*Task brief*.
Copy out the line containing "target | woman in red sweater" and each line after it, through the last one in the material, exactly as written.
==== Listing ====
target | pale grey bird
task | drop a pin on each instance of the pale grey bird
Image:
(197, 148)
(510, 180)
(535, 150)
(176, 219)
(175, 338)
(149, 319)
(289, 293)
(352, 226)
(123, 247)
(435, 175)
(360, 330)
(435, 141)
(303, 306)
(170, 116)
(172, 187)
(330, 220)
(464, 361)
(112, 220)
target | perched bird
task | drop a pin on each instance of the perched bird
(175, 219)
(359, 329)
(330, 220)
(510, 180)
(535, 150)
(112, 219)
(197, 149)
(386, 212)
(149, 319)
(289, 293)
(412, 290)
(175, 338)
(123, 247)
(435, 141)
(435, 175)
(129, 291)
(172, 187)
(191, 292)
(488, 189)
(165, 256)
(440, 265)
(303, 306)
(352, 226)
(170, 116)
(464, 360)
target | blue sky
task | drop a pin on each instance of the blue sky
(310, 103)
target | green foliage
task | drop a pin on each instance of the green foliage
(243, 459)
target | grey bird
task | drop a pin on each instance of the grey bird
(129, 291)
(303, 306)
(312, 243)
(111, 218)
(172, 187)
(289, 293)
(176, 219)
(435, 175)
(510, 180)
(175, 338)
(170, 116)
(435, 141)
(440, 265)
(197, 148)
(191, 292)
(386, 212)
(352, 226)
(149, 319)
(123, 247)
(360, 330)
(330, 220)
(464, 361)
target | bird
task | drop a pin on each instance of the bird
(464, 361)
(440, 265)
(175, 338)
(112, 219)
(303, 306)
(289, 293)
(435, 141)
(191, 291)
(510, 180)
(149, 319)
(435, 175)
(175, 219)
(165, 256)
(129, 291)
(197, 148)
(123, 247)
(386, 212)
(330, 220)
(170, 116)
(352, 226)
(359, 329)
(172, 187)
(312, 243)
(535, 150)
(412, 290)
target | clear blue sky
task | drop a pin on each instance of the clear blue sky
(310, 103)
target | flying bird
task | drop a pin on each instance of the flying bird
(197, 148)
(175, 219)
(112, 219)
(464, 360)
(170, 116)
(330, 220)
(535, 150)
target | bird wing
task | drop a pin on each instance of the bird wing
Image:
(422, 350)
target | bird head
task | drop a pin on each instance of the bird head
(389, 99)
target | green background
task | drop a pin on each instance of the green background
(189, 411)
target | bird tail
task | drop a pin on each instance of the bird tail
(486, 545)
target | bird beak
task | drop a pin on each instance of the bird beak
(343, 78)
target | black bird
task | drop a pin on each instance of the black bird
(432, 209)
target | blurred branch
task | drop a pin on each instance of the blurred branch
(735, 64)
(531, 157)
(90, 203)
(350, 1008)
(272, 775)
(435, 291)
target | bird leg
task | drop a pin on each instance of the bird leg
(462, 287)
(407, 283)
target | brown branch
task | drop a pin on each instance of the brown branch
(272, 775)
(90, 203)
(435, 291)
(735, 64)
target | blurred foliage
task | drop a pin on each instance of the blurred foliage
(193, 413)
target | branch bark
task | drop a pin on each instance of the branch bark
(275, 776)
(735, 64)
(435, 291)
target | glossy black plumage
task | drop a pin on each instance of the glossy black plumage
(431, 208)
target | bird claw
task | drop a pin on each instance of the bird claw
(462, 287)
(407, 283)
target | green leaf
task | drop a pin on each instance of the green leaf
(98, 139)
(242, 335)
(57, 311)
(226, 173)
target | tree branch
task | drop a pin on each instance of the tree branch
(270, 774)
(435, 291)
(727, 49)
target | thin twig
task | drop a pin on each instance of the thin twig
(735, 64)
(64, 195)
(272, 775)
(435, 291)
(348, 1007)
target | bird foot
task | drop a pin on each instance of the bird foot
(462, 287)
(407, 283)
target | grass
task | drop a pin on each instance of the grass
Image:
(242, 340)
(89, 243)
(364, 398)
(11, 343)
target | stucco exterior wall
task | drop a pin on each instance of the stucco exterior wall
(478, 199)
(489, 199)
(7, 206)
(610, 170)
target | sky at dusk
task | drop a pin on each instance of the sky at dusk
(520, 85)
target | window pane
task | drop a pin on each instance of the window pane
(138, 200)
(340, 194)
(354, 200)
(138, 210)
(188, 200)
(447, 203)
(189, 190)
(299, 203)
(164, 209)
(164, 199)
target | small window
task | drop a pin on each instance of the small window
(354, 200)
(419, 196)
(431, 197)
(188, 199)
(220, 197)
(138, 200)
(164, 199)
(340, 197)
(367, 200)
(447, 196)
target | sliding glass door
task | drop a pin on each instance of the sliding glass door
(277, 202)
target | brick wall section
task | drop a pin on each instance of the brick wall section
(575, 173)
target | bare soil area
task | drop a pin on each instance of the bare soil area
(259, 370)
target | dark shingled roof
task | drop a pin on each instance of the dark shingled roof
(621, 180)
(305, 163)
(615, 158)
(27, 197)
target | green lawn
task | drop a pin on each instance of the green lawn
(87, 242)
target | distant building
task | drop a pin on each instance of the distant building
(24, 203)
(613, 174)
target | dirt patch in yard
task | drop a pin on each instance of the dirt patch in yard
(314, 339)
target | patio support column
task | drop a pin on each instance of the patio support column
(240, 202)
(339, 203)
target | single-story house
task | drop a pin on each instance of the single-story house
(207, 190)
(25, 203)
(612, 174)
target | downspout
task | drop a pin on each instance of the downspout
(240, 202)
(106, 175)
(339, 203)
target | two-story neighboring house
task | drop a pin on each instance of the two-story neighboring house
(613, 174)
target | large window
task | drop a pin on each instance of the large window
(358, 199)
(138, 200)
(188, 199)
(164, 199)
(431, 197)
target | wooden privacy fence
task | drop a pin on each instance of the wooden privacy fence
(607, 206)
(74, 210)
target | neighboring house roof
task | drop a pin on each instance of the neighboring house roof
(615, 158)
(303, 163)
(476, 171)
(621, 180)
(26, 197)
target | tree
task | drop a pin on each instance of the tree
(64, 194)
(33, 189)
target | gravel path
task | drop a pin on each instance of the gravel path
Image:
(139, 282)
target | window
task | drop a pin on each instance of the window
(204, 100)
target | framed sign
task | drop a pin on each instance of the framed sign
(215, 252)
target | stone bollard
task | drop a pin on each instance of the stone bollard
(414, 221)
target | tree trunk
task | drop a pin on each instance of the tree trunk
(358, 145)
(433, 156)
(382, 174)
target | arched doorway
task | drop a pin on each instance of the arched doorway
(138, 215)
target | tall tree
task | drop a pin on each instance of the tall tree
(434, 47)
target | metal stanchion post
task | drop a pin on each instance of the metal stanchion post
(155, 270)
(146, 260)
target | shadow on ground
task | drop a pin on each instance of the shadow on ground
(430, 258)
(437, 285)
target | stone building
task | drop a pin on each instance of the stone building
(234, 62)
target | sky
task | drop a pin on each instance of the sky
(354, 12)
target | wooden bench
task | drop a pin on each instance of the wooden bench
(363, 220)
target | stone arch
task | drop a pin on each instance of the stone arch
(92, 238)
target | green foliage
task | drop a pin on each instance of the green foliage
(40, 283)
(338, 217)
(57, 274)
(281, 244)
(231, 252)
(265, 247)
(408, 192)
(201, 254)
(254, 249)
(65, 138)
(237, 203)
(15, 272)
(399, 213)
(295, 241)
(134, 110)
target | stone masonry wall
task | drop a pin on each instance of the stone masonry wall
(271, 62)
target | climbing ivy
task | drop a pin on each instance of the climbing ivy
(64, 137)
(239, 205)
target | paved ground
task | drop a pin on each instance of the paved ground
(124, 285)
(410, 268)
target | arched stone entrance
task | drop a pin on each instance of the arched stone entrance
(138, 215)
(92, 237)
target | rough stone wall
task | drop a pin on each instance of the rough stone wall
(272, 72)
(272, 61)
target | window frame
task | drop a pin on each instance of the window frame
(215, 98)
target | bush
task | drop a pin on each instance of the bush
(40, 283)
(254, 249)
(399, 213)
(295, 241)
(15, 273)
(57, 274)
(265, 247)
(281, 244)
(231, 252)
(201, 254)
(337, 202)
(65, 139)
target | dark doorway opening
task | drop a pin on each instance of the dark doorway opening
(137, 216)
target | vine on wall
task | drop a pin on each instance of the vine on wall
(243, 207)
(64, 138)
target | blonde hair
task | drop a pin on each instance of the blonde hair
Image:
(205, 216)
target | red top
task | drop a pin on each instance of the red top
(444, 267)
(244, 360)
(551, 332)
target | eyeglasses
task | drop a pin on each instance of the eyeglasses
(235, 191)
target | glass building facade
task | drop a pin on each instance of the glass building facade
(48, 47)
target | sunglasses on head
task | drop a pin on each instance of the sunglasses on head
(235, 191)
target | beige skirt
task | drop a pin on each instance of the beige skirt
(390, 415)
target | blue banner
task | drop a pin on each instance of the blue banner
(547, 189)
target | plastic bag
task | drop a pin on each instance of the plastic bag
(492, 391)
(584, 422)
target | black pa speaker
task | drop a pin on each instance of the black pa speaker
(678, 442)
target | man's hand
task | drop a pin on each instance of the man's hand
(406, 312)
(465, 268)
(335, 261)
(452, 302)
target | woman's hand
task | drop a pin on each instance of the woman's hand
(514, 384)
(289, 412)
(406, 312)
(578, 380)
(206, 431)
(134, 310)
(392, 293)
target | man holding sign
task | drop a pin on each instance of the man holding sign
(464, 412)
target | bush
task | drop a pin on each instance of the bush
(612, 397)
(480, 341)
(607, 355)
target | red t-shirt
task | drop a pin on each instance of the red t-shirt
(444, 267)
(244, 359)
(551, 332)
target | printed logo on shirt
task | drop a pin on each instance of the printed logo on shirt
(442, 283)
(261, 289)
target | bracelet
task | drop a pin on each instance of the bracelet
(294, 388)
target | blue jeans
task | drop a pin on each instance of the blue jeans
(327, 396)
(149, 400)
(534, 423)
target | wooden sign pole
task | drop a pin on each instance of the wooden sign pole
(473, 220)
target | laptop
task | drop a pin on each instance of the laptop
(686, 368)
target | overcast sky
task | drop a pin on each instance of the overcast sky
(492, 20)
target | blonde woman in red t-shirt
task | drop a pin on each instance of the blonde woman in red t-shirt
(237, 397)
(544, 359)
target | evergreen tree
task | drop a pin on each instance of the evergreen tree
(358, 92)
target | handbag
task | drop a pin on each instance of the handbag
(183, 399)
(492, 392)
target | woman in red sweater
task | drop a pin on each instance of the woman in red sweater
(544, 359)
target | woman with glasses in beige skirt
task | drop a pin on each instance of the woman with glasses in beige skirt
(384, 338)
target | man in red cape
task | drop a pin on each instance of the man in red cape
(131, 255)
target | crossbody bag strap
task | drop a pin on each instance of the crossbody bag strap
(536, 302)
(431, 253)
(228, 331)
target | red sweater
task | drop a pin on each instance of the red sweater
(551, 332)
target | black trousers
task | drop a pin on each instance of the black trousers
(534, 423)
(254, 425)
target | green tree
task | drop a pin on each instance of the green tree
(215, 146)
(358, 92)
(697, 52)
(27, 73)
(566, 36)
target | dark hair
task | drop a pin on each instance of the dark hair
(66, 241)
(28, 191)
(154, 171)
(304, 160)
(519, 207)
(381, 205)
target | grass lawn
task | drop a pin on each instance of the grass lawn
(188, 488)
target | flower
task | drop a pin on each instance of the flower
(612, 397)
====
*Full output*.
target | woman in red sweater
task | drop a pin on each instance of the woman in red sweater
(544, 359)
target | woman with glasses in beige skirt
task | drop a pin on each instance of the woman with glasses in beige skirt
(384, 338)
target | man in red cape
task | drop a pin on each instance of the man in red cape
(131, 255)
target | crossbody bag strap
task | drop a pin on each instance of the crossbody bag strap
(536, 302)
(431, 253)
(228, 331)
target | red sweater
task | drop a pin on each instance of the red sweater
(551, 332)
target | black trousers
task | drop a pin on each instance of the black trousers
(534, 423)
(254, 425)
target | green tree
task | drop a pin on each instance of the green tree
(215, 146)
(358, 92)
(697, 52)
(27, 73)
(566, 36)
target | dark hair
task | drop a pin on each instance of the dark hair
(66, 241)
(28, 191)
(154, 171)
(304, 160)
(519, 207)
(381, 205)
target | grass lawn
task | drop a pin on each instance of the grass lawn
(188, 488)
target | flower
task | drop a pin on each instance of the flower
(612, 397)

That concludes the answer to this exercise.